Copy out every line of the records that contains the string "berry", matching case exactly, and leave out all other lines.

***** Records supplied *****

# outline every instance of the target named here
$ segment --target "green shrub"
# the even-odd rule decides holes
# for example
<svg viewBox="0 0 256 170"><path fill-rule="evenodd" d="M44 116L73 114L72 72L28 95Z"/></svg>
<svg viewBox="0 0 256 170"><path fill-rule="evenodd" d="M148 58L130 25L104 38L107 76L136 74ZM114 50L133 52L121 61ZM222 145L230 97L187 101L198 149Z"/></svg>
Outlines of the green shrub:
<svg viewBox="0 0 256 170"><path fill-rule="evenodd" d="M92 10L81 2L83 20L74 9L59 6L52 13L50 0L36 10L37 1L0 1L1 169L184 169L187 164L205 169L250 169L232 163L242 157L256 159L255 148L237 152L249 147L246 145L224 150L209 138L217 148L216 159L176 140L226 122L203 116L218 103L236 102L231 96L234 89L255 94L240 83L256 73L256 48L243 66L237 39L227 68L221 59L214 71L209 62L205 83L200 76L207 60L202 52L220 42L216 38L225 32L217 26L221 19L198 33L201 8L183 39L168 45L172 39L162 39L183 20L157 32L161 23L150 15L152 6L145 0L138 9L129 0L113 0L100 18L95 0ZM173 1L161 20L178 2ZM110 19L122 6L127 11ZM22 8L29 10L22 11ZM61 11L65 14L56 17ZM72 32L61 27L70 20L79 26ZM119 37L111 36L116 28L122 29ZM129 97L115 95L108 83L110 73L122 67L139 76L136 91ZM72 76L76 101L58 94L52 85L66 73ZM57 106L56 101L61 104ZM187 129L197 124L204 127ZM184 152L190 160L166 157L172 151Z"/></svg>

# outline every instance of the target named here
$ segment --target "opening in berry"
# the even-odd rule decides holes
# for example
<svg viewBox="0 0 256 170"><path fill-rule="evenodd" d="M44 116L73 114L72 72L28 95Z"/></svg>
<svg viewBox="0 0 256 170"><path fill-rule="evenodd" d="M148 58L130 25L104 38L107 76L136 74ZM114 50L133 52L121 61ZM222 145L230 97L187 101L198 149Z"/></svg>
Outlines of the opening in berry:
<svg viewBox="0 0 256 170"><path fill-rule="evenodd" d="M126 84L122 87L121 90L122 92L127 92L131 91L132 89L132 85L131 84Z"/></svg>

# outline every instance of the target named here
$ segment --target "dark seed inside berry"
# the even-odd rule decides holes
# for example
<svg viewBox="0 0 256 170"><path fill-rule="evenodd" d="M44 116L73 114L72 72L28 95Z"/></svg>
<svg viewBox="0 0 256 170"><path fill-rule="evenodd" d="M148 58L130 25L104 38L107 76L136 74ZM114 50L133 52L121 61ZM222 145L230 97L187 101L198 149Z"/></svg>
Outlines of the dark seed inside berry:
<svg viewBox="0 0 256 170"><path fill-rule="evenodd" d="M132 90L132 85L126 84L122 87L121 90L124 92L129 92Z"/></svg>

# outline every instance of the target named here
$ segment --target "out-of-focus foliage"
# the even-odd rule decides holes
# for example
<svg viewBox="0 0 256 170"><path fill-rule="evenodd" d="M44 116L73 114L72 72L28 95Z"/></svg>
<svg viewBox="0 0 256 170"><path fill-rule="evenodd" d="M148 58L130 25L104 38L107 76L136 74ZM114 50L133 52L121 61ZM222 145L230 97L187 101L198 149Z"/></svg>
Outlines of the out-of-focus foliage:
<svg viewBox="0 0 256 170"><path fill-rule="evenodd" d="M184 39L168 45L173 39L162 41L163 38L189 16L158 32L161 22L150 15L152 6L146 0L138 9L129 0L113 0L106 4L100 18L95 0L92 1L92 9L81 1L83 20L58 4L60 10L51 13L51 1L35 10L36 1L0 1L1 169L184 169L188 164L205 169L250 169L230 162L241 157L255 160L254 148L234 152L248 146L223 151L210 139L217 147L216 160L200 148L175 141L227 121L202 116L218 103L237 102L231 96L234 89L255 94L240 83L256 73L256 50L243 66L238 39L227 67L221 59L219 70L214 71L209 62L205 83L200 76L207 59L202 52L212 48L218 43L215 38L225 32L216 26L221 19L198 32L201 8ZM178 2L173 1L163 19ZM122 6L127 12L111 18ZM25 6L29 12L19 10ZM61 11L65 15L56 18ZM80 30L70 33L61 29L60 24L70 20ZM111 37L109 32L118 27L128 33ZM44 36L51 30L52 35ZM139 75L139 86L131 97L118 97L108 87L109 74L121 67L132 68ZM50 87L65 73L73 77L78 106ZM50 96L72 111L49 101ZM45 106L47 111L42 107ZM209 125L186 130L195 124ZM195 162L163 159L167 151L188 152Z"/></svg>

*****

**Result of the exercise**
$ segment --target "opening in berry"
Outlines of the opening in berry:
$ segment --target "dark seed inside berry"
Outlines of the dark seed inside berry:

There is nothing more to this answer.